* **EXERCISE REQUIREMENTS**: From the listing below, pull out every line that contains the string "cloud", matching case exactly.

=======

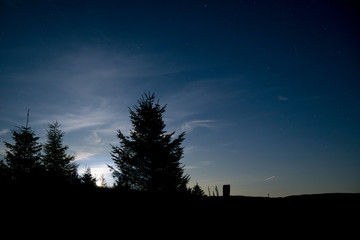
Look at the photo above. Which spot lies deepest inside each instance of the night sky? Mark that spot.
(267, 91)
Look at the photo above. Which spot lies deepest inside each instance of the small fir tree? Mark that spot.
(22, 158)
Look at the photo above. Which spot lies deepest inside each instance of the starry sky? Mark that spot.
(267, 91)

=======

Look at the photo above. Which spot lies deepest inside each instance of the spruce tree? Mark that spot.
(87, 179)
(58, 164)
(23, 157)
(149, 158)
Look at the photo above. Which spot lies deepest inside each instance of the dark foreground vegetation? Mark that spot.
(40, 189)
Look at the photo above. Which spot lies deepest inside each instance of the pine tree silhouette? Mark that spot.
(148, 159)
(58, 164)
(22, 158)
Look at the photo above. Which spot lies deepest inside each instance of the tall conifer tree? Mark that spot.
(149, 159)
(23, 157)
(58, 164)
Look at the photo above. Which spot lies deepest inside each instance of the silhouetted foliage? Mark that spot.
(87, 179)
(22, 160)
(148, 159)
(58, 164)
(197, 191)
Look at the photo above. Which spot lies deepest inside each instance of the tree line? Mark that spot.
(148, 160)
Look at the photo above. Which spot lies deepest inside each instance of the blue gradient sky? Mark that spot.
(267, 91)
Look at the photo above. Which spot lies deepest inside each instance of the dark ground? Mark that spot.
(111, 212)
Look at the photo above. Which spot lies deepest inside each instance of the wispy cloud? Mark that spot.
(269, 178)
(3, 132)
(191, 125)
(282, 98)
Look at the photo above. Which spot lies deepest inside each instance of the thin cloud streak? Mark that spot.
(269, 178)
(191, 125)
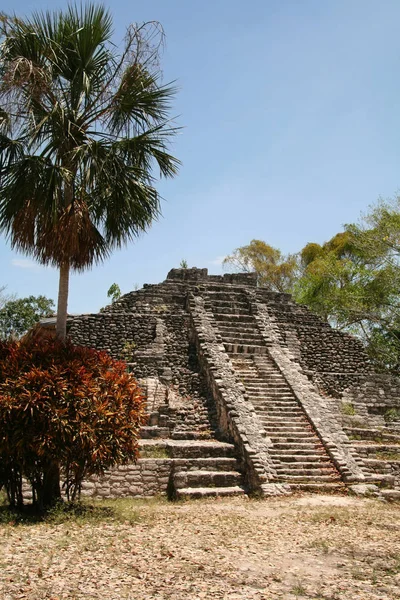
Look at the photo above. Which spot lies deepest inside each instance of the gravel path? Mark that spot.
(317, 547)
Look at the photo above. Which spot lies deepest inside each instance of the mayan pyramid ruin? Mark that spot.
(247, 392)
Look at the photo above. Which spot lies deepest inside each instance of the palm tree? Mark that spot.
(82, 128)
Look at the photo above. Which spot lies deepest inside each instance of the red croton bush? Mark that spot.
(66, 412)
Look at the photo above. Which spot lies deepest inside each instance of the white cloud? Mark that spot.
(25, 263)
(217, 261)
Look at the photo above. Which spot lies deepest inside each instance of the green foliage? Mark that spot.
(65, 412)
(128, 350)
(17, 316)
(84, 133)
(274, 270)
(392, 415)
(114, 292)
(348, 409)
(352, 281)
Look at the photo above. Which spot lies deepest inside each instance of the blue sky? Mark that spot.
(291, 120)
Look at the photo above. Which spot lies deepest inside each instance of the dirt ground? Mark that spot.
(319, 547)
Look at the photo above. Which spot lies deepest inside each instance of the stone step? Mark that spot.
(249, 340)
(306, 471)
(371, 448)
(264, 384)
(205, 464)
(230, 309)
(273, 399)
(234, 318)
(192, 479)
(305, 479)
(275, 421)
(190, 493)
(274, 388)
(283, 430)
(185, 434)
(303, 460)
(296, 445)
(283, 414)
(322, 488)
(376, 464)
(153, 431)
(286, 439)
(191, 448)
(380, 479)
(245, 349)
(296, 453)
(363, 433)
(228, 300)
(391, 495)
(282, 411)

=======

* **SOLVED EXERCISE**:
Look at the photo above. Which spot lies deepest inside each instance of the wispy cloud? Mark that spot.
Look at the photo above. Which spot lies deepest inside each instance of the thin cloud streak? Mark that spot.
Look at the photo above. Which spot lies deepest inside each instance of the white cloud? Mark that spot.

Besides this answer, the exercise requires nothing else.